• _OBJETIVO_: De acordo com o excerto selecionado, o que defendeu Joaquim de Carvalho a respeito da saudade?

• _EXCERTO SELECIONADO_:

Memória e Ficção

O Palácio Encantado da Memória
 
A memória do passado é uma sucessão de ficções estruturante do presente. Mas, as solicitações do presente, a qualidade do momento que se está a viver,  também a determinarão? 
Joaquim de Carvalho defendeu em relação à saudade que o passado será tanto mais hipervalorizado quanto menos aprazível se revelar o presente. (1)

A propósito, citam-se algumas afirmações de Larry R. Squire e Eric R. Kandel:

A pessoa que relembra entra, num processo reconstrutivo  e não numa reprodução literal do passado. (...)
Assim, a evocação, até certo ponto depende de um estado. O estado de espírito de uma pessoa, ou até todo o contexto na altura de recordar, encoraja a evocação de eventos que foram anteriormente codificados num estado de espírito e num contexto semelhantes. (...)

• _MATERIAL DE BASE_:
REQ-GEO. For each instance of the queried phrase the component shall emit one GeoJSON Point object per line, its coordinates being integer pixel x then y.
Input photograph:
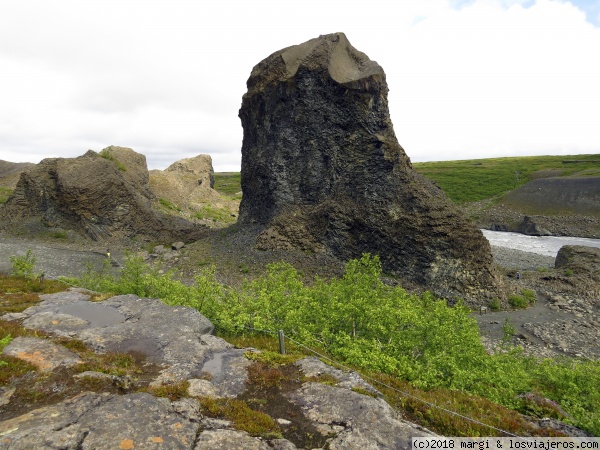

• _TAREFA CONCLUÍDA_: Defendeu que o passado será tanto mais hipervalorizado quanto menos aprazível se revelar o presente.